* [Passage provided]:
*** Block opens ***
Scientific classification
- Kingdom: Plantae
- Clade: Tracheophytes
- Clade: Angiosperms
- Clade: Eudicots
- Order: Proteales
- Family: Proteaceae
- Genus: Protea
- Species: P. rubropilosa
- Binomial name: Protea rubropilosa Beard

= Protea rubropilosa =

- Genus: Protea
- Species: rubropilosa
- Authority: Beard
- Conservation status: LC

Flowering tree

Protea rubropilosa, also known as the Transvaal sugarbush, escarpment sugarbush or Transvaal mountain sugarbush, is a flowering tree, that belongs to the genus Protea in the family Proteaceae. The plant only occurs in South Africa.

Other vernacular names which have been recorded for this tree are platorand-suikerbos and Transvaalse berg-suikerbos in the Afrikaans language, and segwapi in Northern Sotho.
*** Block closes ***
* [Source data]:
*** Block opens ***
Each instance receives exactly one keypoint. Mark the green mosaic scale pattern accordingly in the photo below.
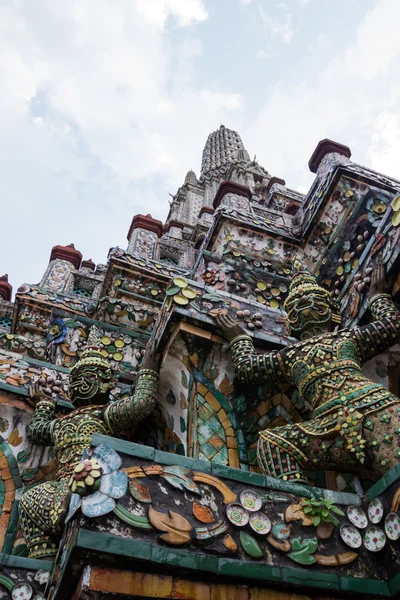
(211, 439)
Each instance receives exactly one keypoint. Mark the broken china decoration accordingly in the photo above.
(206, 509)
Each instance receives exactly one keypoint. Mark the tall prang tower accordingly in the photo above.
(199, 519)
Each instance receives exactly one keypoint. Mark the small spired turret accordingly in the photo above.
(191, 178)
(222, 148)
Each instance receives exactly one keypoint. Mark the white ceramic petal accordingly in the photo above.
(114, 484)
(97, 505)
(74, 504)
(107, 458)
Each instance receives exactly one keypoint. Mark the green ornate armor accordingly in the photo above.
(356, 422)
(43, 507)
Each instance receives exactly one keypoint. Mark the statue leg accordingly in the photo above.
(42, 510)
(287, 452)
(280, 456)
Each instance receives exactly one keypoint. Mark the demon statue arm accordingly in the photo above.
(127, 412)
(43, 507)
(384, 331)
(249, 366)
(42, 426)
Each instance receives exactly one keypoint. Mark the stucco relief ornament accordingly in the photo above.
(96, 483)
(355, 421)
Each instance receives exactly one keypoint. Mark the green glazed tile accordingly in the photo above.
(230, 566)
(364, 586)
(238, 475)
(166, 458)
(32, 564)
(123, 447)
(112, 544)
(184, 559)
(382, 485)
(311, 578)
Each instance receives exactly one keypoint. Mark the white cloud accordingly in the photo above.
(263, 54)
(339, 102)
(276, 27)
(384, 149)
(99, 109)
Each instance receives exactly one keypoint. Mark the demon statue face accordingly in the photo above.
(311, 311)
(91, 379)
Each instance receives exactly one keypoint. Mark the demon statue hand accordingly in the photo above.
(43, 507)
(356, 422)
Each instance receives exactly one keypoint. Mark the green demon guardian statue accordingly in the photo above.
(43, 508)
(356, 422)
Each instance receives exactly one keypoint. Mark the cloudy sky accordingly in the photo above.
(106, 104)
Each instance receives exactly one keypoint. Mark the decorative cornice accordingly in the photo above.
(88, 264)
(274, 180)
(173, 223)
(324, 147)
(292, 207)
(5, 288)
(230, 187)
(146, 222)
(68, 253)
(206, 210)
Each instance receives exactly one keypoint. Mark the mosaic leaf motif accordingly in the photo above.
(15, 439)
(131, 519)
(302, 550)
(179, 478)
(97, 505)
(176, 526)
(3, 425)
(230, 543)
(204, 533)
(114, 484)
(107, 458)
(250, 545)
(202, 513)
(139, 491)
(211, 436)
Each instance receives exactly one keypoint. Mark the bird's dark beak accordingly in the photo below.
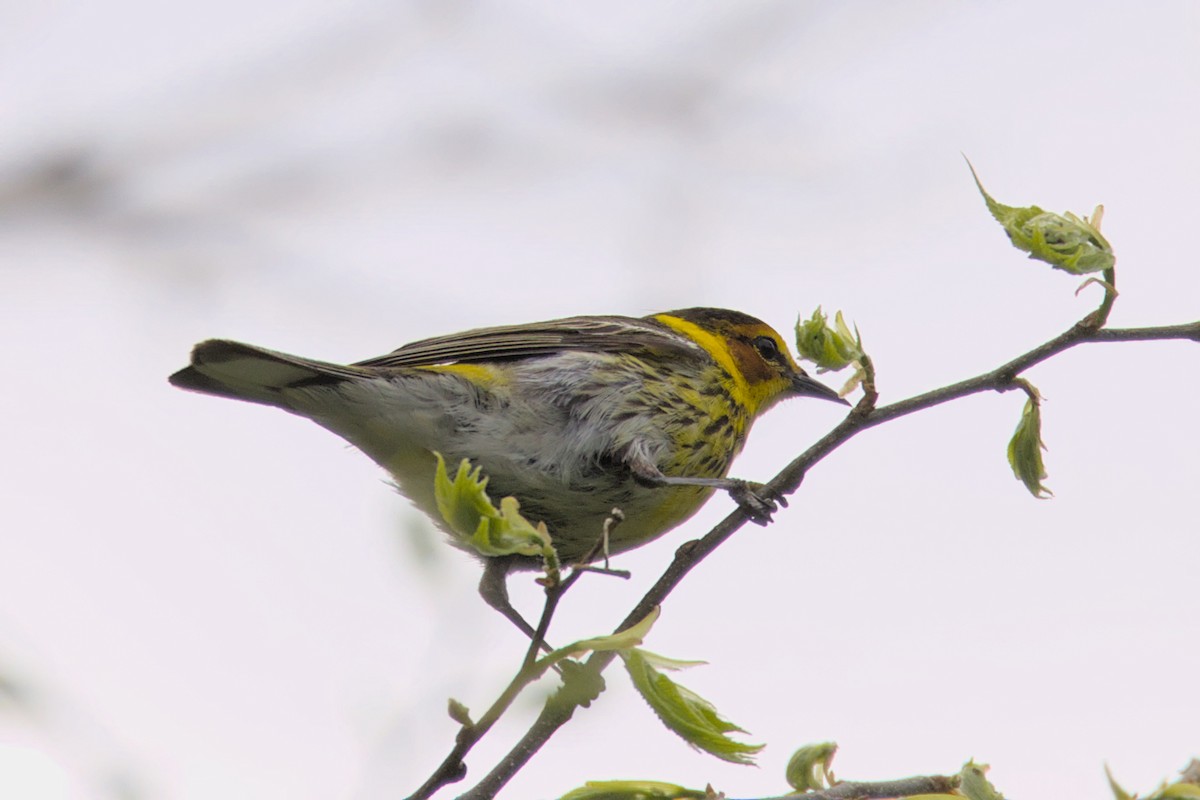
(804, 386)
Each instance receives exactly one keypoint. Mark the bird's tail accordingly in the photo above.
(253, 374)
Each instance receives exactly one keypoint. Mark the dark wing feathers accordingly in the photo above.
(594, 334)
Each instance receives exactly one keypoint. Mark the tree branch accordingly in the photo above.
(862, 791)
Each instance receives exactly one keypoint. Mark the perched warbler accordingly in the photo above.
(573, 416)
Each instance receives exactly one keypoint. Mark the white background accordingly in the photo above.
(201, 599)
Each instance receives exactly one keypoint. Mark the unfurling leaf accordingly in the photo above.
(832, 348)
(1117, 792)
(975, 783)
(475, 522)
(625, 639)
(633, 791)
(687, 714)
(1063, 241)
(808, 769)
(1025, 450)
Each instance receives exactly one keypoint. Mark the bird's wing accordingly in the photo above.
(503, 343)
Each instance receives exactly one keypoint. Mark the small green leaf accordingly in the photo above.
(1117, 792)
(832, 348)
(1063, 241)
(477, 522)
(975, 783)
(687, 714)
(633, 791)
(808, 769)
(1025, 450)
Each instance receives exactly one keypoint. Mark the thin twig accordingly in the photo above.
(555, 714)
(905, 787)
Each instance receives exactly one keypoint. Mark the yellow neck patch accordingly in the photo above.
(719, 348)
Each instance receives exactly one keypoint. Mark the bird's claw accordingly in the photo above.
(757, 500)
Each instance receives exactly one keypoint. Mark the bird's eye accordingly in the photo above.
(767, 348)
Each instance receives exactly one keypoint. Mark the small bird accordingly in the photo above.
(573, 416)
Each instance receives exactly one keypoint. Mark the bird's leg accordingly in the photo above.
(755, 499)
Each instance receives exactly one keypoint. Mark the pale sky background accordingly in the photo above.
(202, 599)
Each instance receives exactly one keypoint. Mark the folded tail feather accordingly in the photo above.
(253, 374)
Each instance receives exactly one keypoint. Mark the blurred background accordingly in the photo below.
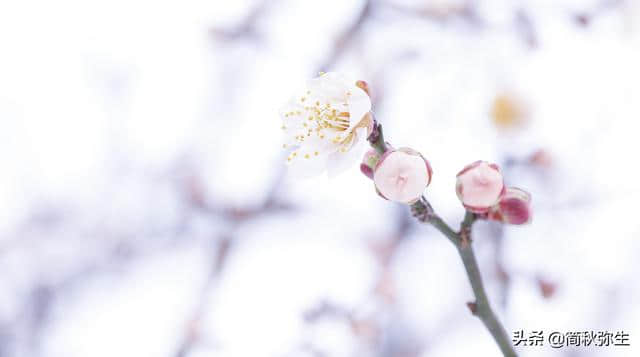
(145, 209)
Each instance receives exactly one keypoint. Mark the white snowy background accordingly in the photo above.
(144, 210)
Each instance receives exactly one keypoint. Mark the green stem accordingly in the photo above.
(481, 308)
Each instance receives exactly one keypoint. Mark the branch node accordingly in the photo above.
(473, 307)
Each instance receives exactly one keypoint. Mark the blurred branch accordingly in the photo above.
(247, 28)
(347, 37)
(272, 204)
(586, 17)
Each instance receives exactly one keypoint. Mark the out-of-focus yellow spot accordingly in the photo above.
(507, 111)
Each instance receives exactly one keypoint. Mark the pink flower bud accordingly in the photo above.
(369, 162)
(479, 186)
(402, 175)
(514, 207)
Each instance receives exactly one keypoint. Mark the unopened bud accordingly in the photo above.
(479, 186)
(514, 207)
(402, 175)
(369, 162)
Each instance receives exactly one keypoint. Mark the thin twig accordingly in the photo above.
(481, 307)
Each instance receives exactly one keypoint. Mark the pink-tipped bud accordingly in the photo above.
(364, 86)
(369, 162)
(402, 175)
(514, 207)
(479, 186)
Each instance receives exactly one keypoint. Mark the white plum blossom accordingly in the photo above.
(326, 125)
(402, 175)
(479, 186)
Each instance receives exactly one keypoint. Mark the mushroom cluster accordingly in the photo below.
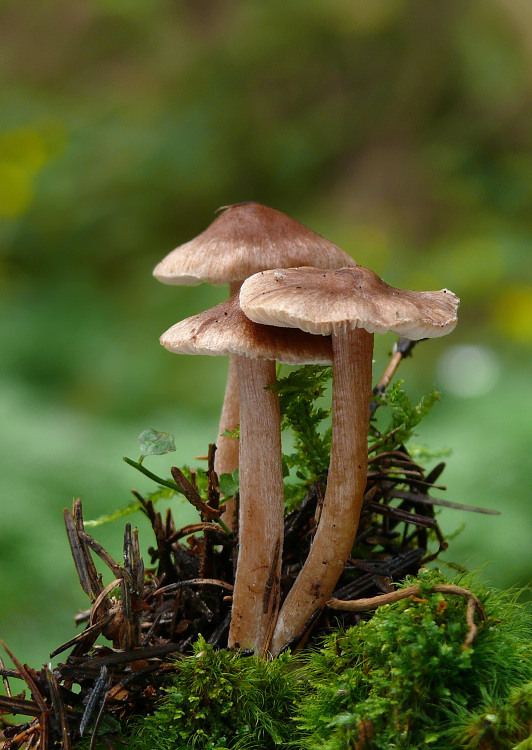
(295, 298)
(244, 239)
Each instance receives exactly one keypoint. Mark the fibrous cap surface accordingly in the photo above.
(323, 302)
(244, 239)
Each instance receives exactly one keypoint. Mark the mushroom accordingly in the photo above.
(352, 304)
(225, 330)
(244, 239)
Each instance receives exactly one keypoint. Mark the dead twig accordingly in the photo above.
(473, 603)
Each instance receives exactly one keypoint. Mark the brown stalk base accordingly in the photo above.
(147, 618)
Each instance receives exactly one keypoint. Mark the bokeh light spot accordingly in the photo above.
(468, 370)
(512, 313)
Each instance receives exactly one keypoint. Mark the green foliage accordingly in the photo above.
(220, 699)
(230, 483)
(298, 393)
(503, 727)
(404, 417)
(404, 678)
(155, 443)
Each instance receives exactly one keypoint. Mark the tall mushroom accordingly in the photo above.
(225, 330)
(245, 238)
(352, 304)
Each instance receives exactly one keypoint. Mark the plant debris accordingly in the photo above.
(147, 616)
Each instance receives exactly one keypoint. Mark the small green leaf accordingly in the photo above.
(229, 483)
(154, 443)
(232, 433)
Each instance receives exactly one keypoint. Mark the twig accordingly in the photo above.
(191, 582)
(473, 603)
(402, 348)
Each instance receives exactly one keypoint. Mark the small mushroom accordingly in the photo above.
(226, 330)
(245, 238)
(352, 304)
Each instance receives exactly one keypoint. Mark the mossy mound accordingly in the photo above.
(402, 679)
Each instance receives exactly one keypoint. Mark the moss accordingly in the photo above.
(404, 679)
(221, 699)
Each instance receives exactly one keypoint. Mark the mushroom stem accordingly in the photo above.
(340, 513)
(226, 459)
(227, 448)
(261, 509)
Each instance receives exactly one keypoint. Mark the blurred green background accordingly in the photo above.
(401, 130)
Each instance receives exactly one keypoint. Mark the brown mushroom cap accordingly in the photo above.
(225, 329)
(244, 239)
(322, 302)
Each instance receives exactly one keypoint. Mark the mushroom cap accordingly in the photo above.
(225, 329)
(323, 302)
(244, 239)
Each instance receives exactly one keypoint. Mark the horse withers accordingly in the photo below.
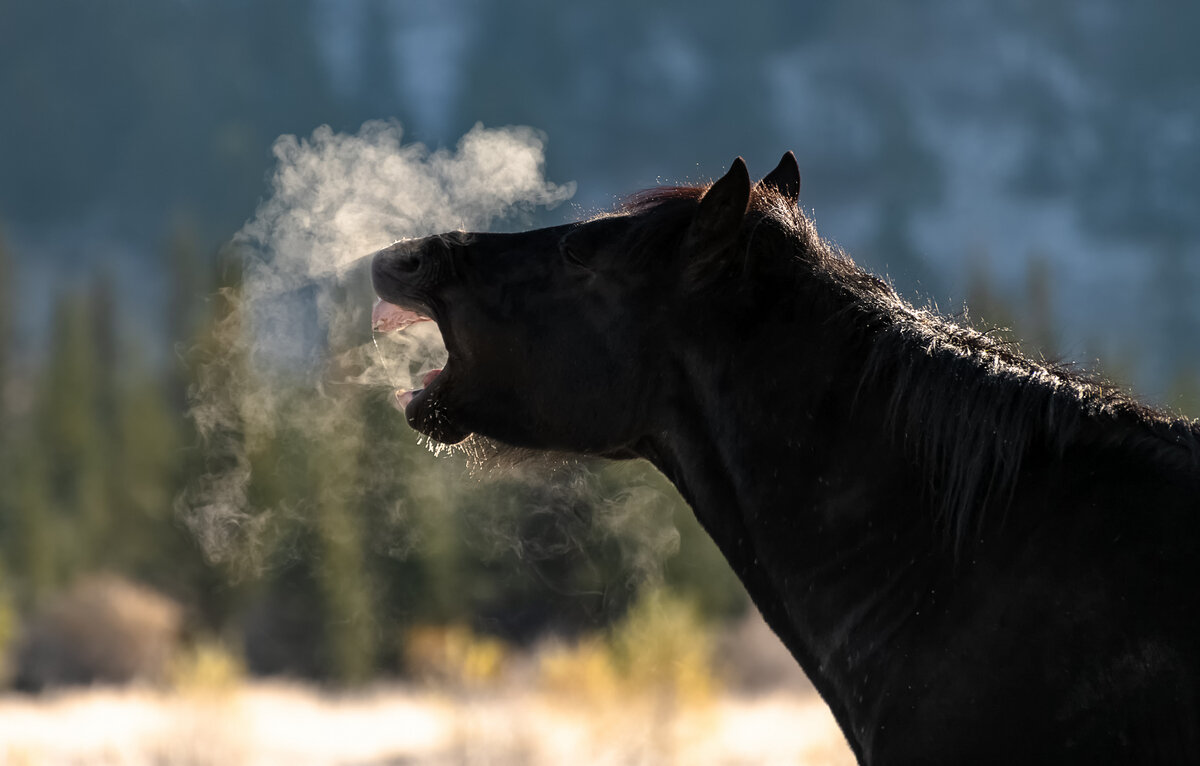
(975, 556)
*** Block closes ***
* [Problems to solve]:
- 1) In the Protea rubropilosa text, what name is recorded for the tree in Northern Sotho?
- 2) Reproduce the Protea rubropilosa text word for word from "Protea rubropilosa, also" up to and including "in Northern Sotho.".
The rows have no connection to the text on Protea rubropilosa.

* [List of answers]:
- 1) Segwapi.

- 2)
Protea rubropilosa, also known as the Transvaal sugarbush, escarpment sugarbush or Transvaal mountain sugarbush, is a flowering tree, that belongs to the genus Protea in the family Proteaceae. The plant only occurs in South Africa.

Other vernacular names which have been recorded for this tree are platorand-suikerbos and Transvaalse berg-suikerbos in the Afrikaans language, and segwapi in Northern Sotho.